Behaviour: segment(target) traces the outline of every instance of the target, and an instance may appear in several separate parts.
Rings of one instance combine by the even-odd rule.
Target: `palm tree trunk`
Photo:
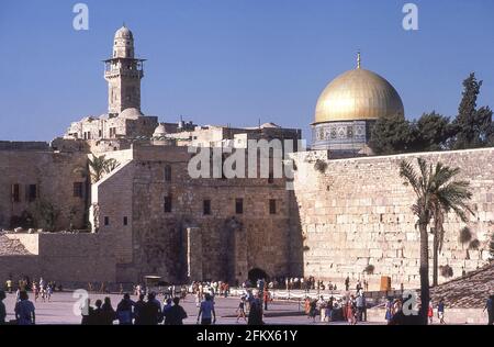
[[[434,265],[433,265],[433,287],[438,284],[438,262],[439,262],[439,240],[438,235],[434,235]]]
[[[420,321],[427,325],[427,309],[429,306],[429,244],[427,224],[420,223]]]

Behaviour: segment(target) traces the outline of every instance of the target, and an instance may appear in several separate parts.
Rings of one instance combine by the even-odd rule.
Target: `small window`
[[[74,182],[74,198],[82,198],[82,182]]]
[[[27,186],[27,201],[32,202],[37,198],[37,186],[30,184]]]
[[[21,202],[21,187],[19,184],[12,184],[12,201]]]
[[[243,214],[244,213],[244,199],[235,200],[235,213]]]
[[[277,201],[269,199],[269,214],[277,214]]]
[[[171,195],[165,197],[165,213],[171,212]]]
[[[274,175],[273,175],[272,172],[269,172],[268,183],[269,183],[269,184],[274,183]]]
[[[171,166],[170,165],[167,165],[165,167],[165,181],[171,182]]]
[[[202,211],[203,211],[203,214],[205,214],[205,215],[211,214],[211,200],[204,200],[202,202]]]

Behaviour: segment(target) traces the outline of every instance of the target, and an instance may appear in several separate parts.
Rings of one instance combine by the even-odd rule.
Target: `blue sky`
[[[89,7],[89,31],[72,7]],[[142,107],[160,121],[274,122],[310,138],[318,94],[362,64],[400,92],[408,119],[454,115],[461,81],[484,80],[494,107],[494,1],[424,0],[419,30],[404,31],[408,1],[2,0],[0,139],[49,141],[71,121],[106,111],[102,59],[123,22],[147,58]]]

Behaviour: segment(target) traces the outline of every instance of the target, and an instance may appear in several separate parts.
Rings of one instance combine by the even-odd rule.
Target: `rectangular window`
[[[202,211],[204,214],[211,214],[211,200],[204,200],[202,202]]]
[[[273,175],[272,172],[269,172],[268,183],[269,183],[269,184],[274,183],[274,175]]]
[[[165,213],[171,212],[171,195],[165,197]]]
[[[277,201],[269,199],[269,214],[277,214]]]
[[[83,183],[82,182],[74,182],[74,198],[83,198]]]
[[[27,186],[27,201],[32,202],[36,200],[37,198],[37,187],[36,184],[29,184]]]
[[[12,201],[21,202],[21,187],[19,184],[12,184]]]
[[[235,200],[235,213],[243,214],[244,213],[244,199]]]
[[[165,167],[165,181],[167,182],[171,181],[171,166],[169,165]]]

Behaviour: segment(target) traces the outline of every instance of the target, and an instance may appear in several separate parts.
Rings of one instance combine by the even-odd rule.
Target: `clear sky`
[[[75,31],[72,7],[89,7]],[[454,115],[461,81],[484,80],[494,107],[494,1],[423,0],[418,31],[404,31],[408,1],[2,0],[0,139],[50,141],[69,123],[106,112],[102,59],[123,22],[147,58],[142,109],[160,121],[308,124],[327,82],[362,65],[385,77],[414,119]]]

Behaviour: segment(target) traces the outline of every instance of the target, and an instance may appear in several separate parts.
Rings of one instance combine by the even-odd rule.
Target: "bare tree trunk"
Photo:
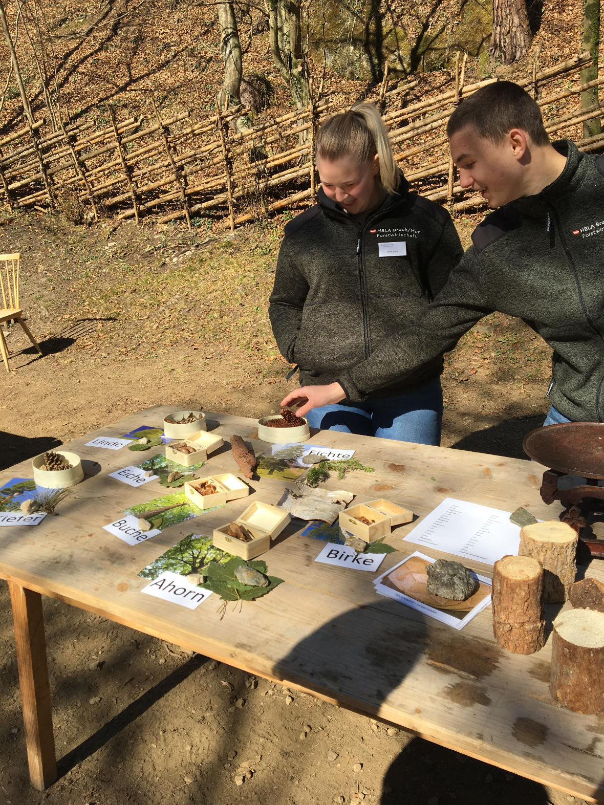
[[[600,0],[584,0],[581,51],[591,54],[591,64],[581,71],[581,83],[586,84],[598,78],[598,49],[600,45]],[[598,102],[598,87],[581,93],[581,107],[586,109]],[[583,123],[583,136],[594,137],[601,130],[600,118],[593,118]]]
[[[2,0],[0,0],[0,22],[2,24],[2,31],[4,31],[4,38],[6,40],[6,44],[8,45],[8,49],[10,53],[10,60],[13,63],[13,69],[14,70],[14,77],[17,79],[17,86],[19,87],[19,91],[21,94],[21,101],[23,105],[23,111],[31,126],[34,124],[34,116],[31,114],[31,107],[29,105],[29,100],[25,92],[25,85],[23,85],[23,80],[21,77],[21,68],[19,68],[19,62],[17,61],[17,54],[14,52],[14,46],[13,45],[13,40],[10,39],[10,31],[8,30],[8,23],[6,22],[6,15],[4,13],[4,4]]]
[[[300,0],[269,0],[269,43],[275,65],[296,109],[310,103],[308,68],[302,47]]]
[[[225,78],[217,101],[221,111],[225,112],[230,105],[238,106],[241,104],[239,88],[243,72],[239,30],[232,2],[221,2],[218,5],[218,22],[221,30],[220,49],[225,62]],[[238,118],[238,130],[249,127],[250,122],[246,115]]]
[[[526,0],[493,0],[493,57],[511,64],[526,54],[531,39]]]

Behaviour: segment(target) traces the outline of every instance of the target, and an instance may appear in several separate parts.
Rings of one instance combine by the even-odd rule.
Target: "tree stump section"
[[[519,555],[532,556],[544,568],[544,604],[564,602],[577,575],[577,543],[573,528],[558,520],[535,522],[520,529]]]
[[[493,634],[514,654],[539,651],[545,642],[544,571],[530,556],[504,556],[493,572]]]
[[[549,691],[574,712],[604,709],[604,613],[568,609],[553,622]]]

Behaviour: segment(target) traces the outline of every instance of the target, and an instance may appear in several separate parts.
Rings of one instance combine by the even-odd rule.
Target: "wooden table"
[[[133,489],[108,473],[137,464],[151,452],[84,447],[97,436],[121,436],[133,427],[161,426],[174,407],[155,407],[103,427],[66,447],[98,461],[100,473],[73,488],[60,516],[34,527],[0,529],[0,576],[12,601],[19,682],[31,783],[42,790],[56,779],[41,594],[176,643],[249,673],[279,681],[335,704],[402,727],[428,741],[530,778],[604,803],[604,716],[582,716],[551,699],[550,642],[531,657],[495,644],[490,608],[461,632],[374,592],[374,573],[315,563],[324,543],[300,536],[292,524],[263,558],[285,580],[268,596],[230,605],[222,620],[214,598],[197,609],[140,595],[148,582],[137,574],[191,532],[234,519],[253,500],[276,502],[284,483],[251,481],[250,497],[226,509],[166,529],[131,547],[102,530],[125,506],[165,490],[157,481]],[[256,452],[256,421],[208,414],[209,430],[228,440],[238,433]],[[354,448],[373,473],[352,473],[328,486],[354,492],[362,502],[390,497],[420,517],[445,497],[507,511],[528,506],[537,517],[557,516],[539,496],[537,464],[333,431],[316,433],[316,444]],[[0,482],[31,477],[30,461],[0,473]],[[223,469],[224,468],[224,469]],[[228,444],[208,462],[208,474],[237,469]],[[206,468],[201,471],[205,473]],[[415,525],[415,524],[413,524]],[[395,529],[383,569],[420,547],[402,542],[413,525]],[[297,530],[296,530],[297,529]],[[421,548],[420,548],[421,549]],[[424,549],[425,551],[425,549]],[[435,558],[445,556],[432,551]],[[466,563],[490,576],[492,568]],[[604,580],[600,560],[588,576]],[[552,608],[549,618],[555,617]]]

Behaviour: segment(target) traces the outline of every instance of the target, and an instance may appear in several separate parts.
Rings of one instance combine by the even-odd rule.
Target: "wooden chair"
[[[4,263],[3,266],[2,263]],[[20,252],[16,254],[0,254],[0,289],[2,292],[2,303],[4,304],[4,308],[0,308],[0,324],[10,321],[11,319],[16,319],[23,327],[27,338],[29,338],[41,355],[42,350],[38,346],[38,342],[27,329],[23,321],[23,311],[19,303],[19,275],[20,270]],[[2,351],[4,365],[6,367],[6,371],[8,372],[8,348],[6,347],[6,341],[4,338],[2,327],[0,327],[0,351]]]

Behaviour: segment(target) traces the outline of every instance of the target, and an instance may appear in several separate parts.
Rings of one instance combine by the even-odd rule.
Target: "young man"
[[[554,350],[546,424],[604,421],[604,156],[581,154],[569,140],[550,144],[539,106],[510,81],[460,104],[447,134],[461,186],[480,190],[495,212],[474,229],[416,335],[394,332],[336,382],[305,386],[283,404],[304,403],[304,415],[362,400],[501,311]]]

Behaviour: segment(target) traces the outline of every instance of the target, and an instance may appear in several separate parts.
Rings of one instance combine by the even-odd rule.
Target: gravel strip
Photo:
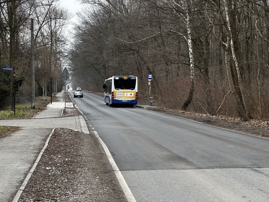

**The request**
How many lines in the records contain the string "wooden", matching case exactly? Reply with the number alone.

**Exercise solution**
2